Задание:
Ответьте на вопросы по тексту о философии истории Вл. Соловьева.
1. Какую лекцию и в каком городе прочитал П. Н. Милюков в январе 1893 года?
2. Против чего, согласно тексту, всегда были направлены западнические идеи Вл. Соловьева?
3. Как изменилось отношение Вл. Соловьева к своей теократии в 90-х годах?

Исходный текст:
⟨

5. Философия истории. У Вл. Соловьева была одна такая область мысли и творчества, в которой единство его философских и личностных устремлений сказалось больше всего, сказалось весьма напряженно и, можно сказать, страстно. Это область философии истории. При всей краткости и ограниченности нашего изложения об этой области совершенно необходимо сказать хотя бы несколько слов. В литературе о Вл. Соловьеве высказывается масса самого разного рода неточных и часто даже просто неверных суждений. Их опровержением должно заниматься специальное исследование. В настоящий же момент мы находим нужным сказать только несколько слов.
Одно из ходячих мнений о Вл. Соловьеве гласит, что сначала он был славянофилом, а потом западником. Такое представление о Вл. Соловьеве нужно считать в корне неправильным. Против славянофильского национализма он начинает выступать очень рано. Что же касается его позднейшего «славянофильства», которое, как думают некоторые, наступило после разочарования в западничестве, то оно настолько своеобразно, что называть его славянофильством совершенно невозможно. Но если Вл. Соловьев никогда не был славянофилом, то он никогда не был и западником, потому что его западнические идеи всегда были направлены против западного рационализма, субъективизма и некритического прогрессизма.
В январе 1893 года П. Н. Милюков прочитал в Москве лекцию «Разложение славянофильства», где доказывал, что прежнее славянофильское учение о мессианстве России давно умерло, но оно еще остается у Вл. Соловьева в его учении о всемирной теократии. Вл. Соловьев действительно весьма увлекался теократическими идеями на основе своей веры в необходимость обязательного слияния духовной и светской власти. В 80–е годы он весьма резко критиковал византийско–московсксе православие, считая, что келейное подвижничество оставляло в Византии государственную область на стадии чисто языческой и что только римский католицизм способен созидать правильную и общественно–организованную церковь вместо личного подвижничества в византийско–московском православии. Но та теократия, которая, по Вл. Соловьеву, должна восторжествовать на основе римского католицизма, уже совершенно не имела ничего общего с прежним славянофильством. И в своих замечаниях против указанной лекции Милюкова Вл. Соловьев так и считает, что его теократия не имеет ничего общего с прежним славянофильством и что она вовсе не является лозунгом для какого‑нибудь направления или партии, а представлена только им одним, Вл. Соловьевым. Эта вера в будущее слияние духовной и светской власти доставила много страданий и горя Вл. Соловьеву. Такая философия истории и такая вера в теократический прогресс истории решительно никого не устраивали. И, можно сказать, из всех соловьевских учений не было такого учения, которое бы так далеко отстояло от тогдашней русской общественности. Эту соловьевскую теократию все считали каким‑то курьезом. С ней не мирились ни отцы–иезуиты в Париже, с которыми Вл. Соловьев лично встречался и сталкивался, ни идеологи православия, воспитанные на разделении верховной власти между царем и патриархом (или тем преемником патриаршей власти, которым всегда считался Св. Синод). Поэтому неудивительно, что и сам Вл. Соловьев постепенно разочаровался в своей теократии и в 90–х годах если не прямо отошел от нее, то, во всяком случае, перестал страстно на нее уповать.

⟩

Исходные данные:
⟨

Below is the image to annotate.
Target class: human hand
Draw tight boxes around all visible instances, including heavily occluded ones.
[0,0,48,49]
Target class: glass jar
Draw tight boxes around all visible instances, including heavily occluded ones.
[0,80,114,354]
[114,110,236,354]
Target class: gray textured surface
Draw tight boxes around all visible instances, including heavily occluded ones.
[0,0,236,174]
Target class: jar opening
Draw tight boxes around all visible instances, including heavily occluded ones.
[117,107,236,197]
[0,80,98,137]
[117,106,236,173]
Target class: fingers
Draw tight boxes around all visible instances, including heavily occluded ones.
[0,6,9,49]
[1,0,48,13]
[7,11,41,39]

⟩

Ответ:
1. Лекцию «Разложение славянофильства» в Москве.
2. Против западного рационализма, субъективизма и некритического прогрессизма.
3. Он постепенно разочаровался в ней и если не прямо отошел от нее, то перестал страстно на нее уповать.